Update the lines from the line with "Output, for every" to the line with "57L645 444L761 428L766", changing "rough mask" to "coarse mask" and leaving everything else as it is. Give back only those lines.

[[ GIVEN DATA, beginning ]]

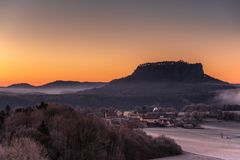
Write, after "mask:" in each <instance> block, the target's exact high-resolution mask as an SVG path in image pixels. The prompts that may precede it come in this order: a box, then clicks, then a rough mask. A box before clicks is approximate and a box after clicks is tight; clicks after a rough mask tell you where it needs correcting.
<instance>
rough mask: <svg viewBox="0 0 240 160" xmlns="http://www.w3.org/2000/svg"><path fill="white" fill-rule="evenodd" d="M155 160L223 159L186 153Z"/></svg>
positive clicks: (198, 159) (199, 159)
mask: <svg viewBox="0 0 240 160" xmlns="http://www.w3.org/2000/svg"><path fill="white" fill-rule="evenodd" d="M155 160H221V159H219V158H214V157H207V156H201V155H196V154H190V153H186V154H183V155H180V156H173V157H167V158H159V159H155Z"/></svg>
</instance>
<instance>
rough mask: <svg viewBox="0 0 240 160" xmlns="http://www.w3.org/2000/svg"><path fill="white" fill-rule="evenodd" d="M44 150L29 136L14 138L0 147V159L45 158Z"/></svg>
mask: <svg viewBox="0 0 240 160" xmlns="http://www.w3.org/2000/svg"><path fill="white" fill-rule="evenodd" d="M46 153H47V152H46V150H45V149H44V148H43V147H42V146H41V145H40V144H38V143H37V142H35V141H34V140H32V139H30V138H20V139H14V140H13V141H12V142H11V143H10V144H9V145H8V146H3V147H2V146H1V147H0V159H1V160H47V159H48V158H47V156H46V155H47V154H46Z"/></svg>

[[ GIVEN DATA, end ]]
[[ GIVEN DATA, beginning ]]

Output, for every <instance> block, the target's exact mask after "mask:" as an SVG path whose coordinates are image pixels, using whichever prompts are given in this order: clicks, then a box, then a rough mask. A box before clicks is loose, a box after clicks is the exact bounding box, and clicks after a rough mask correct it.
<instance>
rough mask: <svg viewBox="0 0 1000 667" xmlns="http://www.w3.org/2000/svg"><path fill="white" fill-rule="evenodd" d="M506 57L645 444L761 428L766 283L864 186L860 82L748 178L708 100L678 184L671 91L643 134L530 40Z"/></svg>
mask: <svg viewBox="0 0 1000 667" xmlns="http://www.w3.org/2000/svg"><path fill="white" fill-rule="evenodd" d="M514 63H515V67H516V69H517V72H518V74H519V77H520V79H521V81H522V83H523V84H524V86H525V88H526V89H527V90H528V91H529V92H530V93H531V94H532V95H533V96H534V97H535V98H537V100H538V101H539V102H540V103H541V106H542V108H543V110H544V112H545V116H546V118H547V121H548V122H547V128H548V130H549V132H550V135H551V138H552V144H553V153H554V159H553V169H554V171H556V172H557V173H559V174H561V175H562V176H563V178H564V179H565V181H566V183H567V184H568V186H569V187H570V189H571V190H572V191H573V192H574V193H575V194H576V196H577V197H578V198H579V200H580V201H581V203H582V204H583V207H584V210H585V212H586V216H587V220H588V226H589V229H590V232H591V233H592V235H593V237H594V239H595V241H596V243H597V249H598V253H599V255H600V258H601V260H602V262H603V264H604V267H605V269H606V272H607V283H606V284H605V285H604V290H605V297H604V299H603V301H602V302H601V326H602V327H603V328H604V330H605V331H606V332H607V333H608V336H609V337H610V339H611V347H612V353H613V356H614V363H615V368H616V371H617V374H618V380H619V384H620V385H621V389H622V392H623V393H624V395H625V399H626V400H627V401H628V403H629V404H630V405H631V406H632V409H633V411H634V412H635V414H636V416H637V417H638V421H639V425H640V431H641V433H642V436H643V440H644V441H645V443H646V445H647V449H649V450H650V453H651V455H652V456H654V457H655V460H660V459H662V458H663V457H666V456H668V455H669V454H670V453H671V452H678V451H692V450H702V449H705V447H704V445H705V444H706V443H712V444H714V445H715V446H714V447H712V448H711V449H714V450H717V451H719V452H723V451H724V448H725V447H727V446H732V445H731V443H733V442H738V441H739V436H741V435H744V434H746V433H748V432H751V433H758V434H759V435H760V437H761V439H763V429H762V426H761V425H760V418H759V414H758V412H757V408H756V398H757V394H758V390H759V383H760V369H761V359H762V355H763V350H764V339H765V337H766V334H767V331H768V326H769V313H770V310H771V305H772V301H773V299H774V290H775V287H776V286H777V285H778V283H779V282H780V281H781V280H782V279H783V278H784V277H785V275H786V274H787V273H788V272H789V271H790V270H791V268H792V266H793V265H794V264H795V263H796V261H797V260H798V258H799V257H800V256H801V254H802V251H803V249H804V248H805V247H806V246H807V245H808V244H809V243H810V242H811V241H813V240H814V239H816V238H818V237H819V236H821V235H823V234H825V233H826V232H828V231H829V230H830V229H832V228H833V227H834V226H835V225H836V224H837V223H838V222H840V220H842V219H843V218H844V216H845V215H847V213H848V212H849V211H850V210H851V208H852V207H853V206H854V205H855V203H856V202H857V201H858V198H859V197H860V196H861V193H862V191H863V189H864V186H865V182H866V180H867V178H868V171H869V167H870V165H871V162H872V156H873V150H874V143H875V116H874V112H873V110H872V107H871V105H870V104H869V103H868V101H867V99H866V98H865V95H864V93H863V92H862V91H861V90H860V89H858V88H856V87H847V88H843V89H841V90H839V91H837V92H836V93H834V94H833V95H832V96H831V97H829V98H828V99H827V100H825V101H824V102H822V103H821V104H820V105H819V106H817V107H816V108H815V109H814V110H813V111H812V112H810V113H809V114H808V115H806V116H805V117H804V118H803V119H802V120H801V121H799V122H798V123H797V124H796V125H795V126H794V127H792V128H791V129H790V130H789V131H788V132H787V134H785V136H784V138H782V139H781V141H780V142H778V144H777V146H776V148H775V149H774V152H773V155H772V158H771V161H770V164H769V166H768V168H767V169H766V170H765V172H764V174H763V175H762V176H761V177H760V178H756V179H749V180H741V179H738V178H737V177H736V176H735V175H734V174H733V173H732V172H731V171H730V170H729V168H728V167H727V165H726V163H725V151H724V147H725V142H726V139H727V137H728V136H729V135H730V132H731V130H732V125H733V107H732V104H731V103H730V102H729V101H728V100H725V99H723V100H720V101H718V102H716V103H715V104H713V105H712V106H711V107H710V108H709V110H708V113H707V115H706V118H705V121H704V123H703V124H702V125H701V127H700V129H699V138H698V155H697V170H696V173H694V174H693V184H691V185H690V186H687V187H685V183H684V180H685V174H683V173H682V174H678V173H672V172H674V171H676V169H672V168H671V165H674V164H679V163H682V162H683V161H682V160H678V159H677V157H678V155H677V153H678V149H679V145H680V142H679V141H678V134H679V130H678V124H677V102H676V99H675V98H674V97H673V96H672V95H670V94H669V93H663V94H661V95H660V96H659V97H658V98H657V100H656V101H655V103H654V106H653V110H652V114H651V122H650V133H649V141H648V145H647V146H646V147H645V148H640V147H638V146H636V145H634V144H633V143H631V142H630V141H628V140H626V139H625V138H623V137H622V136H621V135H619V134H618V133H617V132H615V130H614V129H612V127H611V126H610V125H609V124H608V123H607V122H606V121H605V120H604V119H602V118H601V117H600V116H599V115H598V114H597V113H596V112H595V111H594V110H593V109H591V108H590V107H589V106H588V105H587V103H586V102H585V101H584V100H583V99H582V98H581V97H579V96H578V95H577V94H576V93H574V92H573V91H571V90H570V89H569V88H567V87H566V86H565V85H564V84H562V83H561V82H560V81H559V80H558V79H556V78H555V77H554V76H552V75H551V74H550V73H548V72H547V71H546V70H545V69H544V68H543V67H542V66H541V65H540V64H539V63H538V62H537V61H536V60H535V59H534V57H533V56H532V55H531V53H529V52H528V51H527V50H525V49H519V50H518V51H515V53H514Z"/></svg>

[[ GIVEN DATA, end ]]

▶ THE ANSWER
Output, for every <instance> block, the target's exact mask after "mask:" as an SVG path whose coordinates are image pixels, using whichever prompts are given in this order: clicks, then a box, then a coarse mask. A box before clicks is loose, a box after clicks is the exact bounding box, and clicks after a coarse mask correct it.
<instance>
coarse mask: <svg viewBox="0 0 1000 667" xmlns="http://www.w3.org/2000/svg"><path fill="white" fill-rule="evenodd" d="M506 57L645 444L761 428L766 283L864 186L860 82L748 178L708 100L678 184L671 91L643 134L530 40Z"/></svg>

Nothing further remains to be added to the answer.